*TASK BRIEF*. Copy out word for word the line with "Point to the rear windshield" and the lines that follow it in the listing below, up to the final one.

*RECORDS SHOWN*.
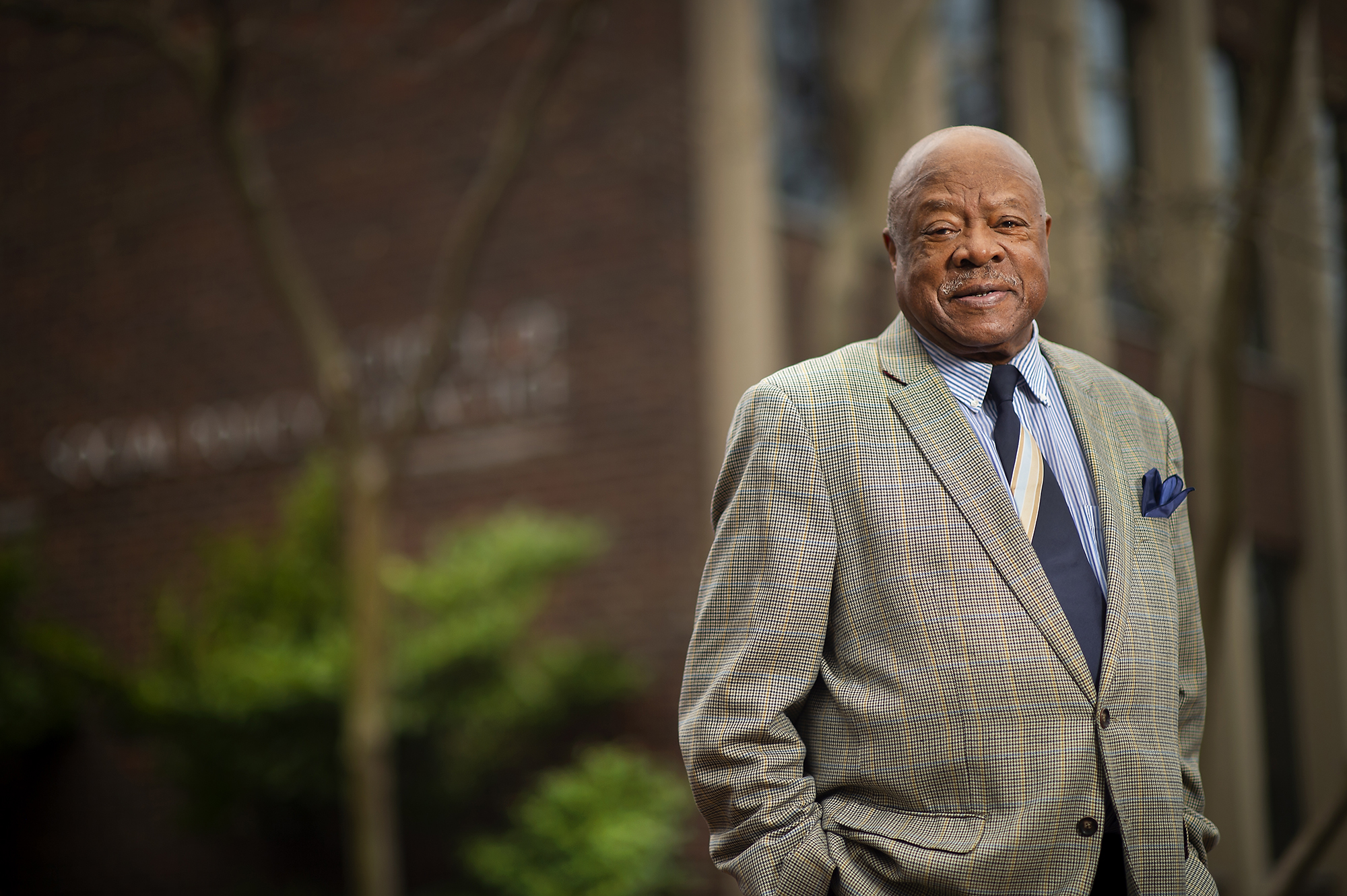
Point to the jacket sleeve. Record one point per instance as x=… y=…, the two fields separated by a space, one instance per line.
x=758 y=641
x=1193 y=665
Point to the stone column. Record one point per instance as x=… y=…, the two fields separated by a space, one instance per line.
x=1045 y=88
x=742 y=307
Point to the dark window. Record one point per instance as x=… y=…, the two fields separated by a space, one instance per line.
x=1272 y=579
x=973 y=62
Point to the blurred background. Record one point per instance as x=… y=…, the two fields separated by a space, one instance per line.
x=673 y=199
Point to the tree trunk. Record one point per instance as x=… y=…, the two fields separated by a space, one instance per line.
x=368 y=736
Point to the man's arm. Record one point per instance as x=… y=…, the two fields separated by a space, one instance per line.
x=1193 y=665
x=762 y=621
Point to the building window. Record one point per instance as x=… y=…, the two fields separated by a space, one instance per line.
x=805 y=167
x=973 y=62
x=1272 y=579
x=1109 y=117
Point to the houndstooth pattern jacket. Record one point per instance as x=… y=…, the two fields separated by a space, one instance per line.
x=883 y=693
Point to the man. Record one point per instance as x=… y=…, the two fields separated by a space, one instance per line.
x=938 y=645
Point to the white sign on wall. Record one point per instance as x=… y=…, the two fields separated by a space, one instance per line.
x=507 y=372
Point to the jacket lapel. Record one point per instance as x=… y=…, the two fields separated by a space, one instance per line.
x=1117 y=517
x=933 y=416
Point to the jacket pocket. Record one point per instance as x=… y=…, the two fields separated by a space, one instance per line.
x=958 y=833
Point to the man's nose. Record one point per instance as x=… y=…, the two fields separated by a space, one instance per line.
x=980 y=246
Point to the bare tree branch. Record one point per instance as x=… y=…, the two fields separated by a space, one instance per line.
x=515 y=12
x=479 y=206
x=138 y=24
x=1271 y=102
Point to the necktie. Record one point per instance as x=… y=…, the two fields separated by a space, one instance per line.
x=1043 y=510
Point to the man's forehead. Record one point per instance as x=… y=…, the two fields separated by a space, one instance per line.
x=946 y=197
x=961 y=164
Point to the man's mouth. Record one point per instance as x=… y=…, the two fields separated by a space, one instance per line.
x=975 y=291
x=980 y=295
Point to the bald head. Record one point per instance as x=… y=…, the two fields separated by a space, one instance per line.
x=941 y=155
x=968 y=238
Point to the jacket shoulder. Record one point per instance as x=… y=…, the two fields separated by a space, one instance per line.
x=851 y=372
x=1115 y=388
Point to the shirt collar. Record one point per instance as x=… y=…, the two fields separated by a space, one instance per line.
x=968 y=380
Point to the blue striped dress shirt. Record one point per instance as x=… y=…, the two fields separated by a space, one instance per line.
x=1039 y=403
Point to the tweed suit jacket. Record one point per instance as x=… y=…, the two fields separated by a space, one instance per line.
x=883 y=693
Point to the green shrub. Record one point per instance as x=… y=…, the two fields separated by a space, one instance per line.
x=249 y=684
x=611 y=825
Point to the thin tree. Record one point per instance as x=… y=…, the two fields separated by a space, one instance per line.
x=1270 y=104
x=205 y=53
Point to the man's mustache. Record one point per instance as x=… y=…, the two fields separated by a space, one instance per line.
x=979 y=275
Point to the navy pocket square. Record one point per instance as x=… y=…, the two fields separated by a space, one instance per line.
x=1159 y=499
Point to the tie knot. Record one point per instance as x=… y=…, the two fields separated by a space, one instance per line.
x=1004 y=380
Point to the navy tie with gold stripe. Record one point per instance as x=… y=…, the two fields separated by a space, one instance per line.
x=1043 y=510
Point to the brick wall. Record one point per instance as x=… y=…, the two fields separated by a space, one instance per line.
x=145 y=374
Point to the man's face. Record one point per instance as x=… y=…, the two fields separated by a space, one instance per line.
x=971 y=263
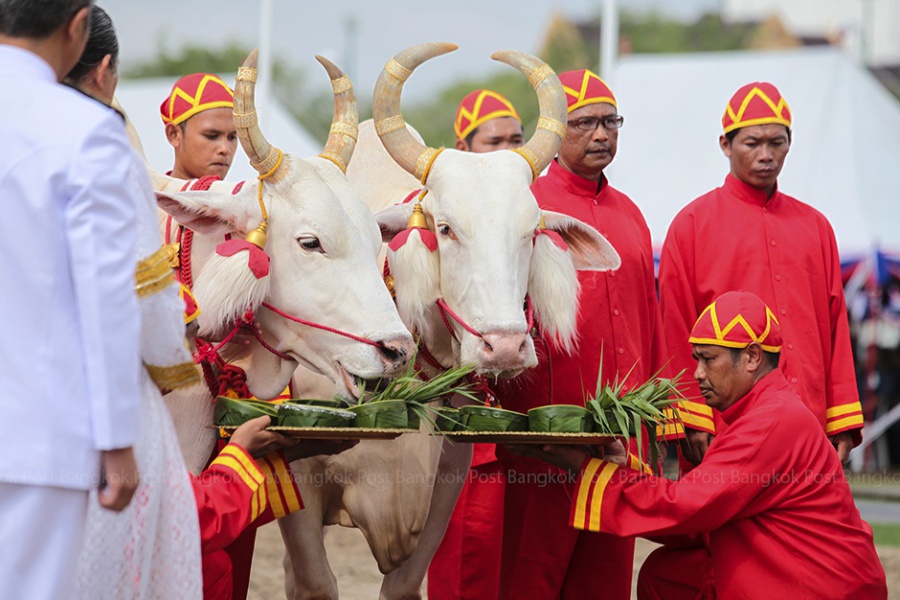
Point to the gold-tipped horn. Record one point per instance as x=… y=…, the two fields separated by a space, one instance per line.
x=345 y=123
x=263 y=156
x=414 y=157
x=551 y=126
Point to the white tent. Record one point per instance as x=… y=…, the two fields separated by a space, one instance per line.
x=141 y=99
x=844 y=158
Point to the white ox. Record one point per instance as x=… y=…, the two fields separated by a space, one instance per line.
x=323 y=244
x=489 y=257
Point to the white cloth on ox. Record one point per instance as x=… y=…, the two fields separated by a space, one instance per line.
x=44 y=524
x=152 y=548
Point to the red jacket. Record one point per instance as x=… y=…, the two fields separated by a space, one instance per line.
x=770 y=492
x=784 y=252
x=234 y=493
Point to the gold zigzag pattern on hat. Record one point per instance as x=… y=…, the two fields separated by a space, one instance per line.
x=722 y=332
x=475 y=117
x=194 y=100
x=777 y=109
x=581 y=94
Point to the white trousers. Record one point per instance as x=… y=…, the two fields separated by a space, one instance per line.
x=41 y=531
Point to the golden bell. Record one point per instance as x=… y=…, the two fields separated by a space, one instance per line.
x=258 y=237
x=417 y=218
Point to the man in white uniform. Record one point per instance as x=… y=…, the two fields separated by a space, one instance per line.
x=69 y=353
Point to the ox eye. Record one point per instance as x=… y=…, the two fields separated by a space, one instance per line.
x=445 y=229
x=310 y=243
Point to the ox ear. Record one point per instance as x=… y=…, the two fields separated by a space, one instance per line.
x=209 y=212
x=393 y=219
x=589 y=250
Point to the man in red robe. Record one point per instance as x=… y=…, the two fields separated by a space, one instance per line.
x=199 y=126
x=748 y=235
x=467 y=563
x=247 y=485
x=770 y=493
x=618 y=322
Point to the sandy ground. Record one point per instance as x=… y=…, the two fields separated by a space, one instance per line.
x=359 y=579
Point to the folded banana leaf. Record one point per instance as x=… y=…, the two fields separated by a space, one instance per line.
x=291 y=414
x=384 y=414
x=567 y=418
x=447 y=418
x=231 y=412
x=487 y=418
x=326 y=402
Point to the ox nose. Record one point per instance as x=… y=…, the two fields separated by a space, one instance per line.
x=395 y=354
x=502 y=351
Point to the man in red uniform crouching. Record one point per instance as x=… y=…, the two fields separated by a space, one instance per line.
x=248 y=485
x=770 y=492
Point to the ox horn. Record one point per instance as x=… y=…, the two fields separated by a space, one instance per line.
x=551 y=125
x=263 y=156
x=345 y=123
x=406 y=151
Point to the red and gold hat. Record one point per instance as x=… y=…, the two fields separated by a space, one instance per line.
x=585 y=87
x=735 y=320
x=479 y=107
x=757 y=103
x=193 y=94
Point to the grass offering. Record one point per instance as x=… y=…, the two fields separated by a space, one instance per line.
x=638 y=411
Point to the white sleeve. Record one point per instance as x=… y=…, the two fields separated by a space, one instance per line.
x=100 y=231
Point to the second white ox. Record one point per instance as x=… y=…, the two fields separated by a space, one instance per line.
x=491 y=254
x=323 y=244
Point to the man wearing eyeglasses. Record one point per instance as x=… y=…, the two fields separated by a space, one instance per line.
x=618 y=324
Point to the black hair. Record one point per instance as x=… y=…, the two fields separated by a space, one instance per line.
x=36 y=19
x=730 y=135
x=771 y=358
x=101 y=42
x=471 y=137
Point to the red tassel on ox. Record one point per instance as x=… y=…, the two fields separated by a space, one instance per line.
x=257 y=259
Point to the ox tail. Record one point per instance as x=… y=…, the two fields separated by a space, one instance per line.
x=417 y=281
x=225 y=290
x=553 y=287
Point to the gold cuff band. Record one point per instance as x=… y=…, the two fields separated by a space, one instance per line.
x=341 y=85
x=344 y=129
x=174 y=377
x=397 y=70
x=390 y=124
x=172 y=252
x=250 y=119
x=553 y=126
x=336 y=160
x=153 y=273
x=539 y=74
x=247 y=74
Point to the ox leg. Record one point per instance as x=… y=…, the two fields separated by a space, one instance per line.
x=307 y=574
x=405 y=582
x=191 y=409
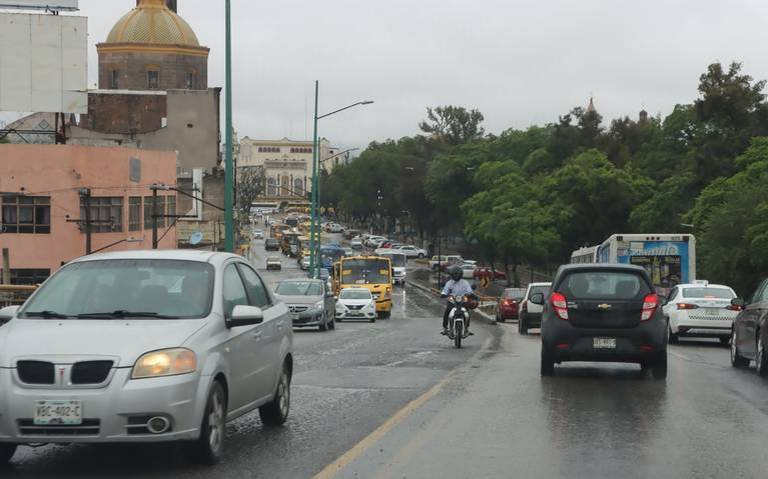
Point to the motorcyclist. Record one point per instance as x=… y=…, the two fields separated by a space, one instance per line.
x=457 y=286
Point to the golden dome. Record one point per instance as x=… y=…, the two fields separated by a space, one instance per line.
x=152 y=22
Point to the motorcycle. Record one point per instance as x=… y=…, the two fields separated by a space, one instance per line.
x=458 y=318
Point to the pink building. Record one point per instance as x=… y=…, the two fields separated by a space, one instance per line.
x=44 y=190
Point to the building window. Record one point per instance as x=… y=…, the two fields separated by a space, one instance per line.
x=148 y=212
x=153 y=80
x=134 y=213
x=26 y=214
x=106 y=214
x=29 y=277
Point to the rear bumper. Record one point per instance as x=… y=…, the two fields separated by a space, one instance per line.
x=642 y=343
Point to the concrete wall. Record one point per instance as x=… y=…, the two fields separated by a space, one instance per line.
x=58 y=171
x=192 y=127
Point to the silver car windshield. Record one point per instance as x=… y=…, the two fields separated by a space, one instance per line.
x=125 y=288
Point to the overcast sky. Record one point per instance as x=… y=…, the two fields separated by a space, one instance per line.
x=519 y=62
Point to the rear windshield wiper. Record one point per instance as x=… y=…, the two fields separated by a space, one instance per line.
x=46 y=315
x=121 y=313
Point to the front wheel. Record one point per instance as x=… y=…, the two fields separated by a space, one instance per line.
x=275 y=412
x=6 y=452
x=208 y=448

*TASK OUTPUT*.
Point to the rear windshield wiper. Record one point per instance as x=… y=…, the two fields separated by a space, one instance per line.
x=46 y=315
x=121 y=313
Point to the front wheel. Record one point per instance as x=… y=…, the two fields separated by a space, one instance per line.
x=275 y=412
x=6 y=452
x=208 y=448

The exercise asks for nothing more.